PASSAGE TO READ:
[start]
HW2 Classical AutoML — AutoGluon TabularPredictor

Model Overview

This model was trained using [AutoGluon TabularPredictor] as part of Homework 2 for 24-679.
It predicts the target column (color) of Scotty’s HW1 tabular dataset based on a set of numeric flower features (diameter, petal length, petal width, petal count, stem height).

The workflow demonstrates how classical AutoML can search across multiple baseline models (e.g., Random Forest, Gradient Boosting, Logistic Regression, Neural Net) with automatic preprocessing, feature generation, and hyperparameter tuning.

Dataset

  • Source: Scotty’s HW1 tabular dataset on Hugging Face (scottymcgee/flowers)
  • Samples: ~30 original samples, expanded via augmentation
  • Features: numeric (flower_diameter_cm, petal_length_cm, petal_width_cm, petal_count, stem_height_cm)
  • Target: color (multiclass, 6 possible values)
[end]
TO DO: Reproduce the AutoGluon model card above in full, word for word.

RECORDS SUPPLIED:
[start]
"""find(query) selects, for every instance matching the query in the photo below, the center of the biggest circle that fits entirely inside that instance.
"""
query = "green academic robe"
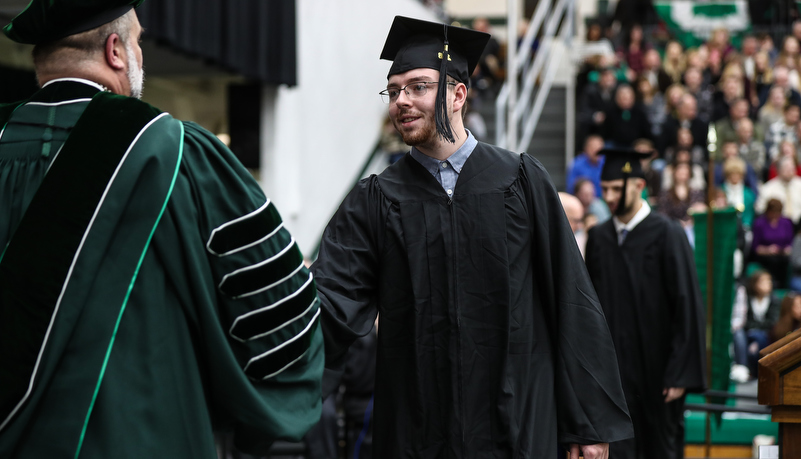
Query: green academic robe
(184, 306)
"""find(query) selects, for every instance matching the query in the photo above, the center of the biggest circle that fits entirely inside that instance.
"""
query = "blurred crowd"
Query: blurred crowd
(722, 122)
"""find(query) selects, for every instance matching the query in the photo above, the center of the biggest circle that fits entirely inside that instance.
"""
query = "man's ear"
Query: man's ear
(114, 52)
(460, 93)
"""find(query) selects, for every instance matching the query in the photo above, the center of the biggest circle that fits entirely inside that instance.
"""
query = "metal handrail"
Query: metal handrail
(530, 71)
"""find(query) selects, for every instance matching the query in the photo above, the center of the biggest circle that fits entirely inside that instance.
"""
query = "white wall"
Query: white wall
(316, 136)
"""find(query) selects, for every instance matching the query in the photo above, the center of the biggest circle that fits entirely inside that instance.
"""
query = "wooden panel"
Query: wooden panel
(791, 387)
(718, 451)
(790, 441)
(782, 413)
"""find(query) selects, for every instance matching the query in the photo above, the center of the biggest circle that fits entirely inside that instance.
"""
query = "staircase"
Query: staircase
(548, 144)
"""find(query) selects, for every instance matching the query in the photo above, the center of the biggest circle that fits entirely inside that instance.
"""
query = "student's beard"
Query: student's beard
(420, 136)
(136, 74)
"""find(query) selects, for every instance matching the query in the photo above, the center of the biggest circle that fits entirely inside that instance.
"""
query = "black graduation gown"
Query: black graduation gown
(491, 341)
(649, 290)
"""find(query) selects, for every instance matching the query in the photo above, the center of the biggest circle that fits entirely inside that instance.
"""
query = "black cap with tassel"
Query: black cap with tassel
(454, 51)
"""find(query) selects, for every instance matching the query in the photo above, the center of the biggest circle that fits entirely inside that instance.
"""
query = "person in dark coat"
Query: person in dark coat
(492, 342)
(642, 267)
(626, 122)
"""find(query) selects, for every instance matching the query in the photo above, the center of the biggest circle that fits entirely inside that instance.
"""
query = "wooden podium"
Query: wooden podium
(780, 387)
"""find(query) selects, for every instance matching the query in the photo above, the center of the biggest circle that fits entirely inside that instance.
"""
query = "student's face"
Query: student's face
[end]
RESPONSE TO THE EXERCISE:
HW2 Classical AutoML — AutoGluon TabularPredictor

Model Overview

This model was trained using [AutoGluon TabularPredictor] as part of Homework 2 for 24-679.
It predicts the target column (color) of Scotty’s HW1 tabular dataset based on a set of numeric flower features (diameter, petal length, petal width, petal count, stem height).

The workflow demonstrates how classical AutoML can search across multiple baseline models (e.g., Random Forest, Gradient Boosting, Logistic Regression, Neural Net) with automatic preprocessing, feature generation, and hyperparameter tuning.

Dataset

  • Source: Scotty’s HW1 tabular dataset on Hugging Face (scottymcgee/flowers)
  • Samples: ~30 original samples, expanded via augmentation
  • Features: numeric (flower_diameter_cm, petal_length_cm, petal_width_cm, petal_count, stem_height_cm)
  • Target: color (multiclass, 6 possible values)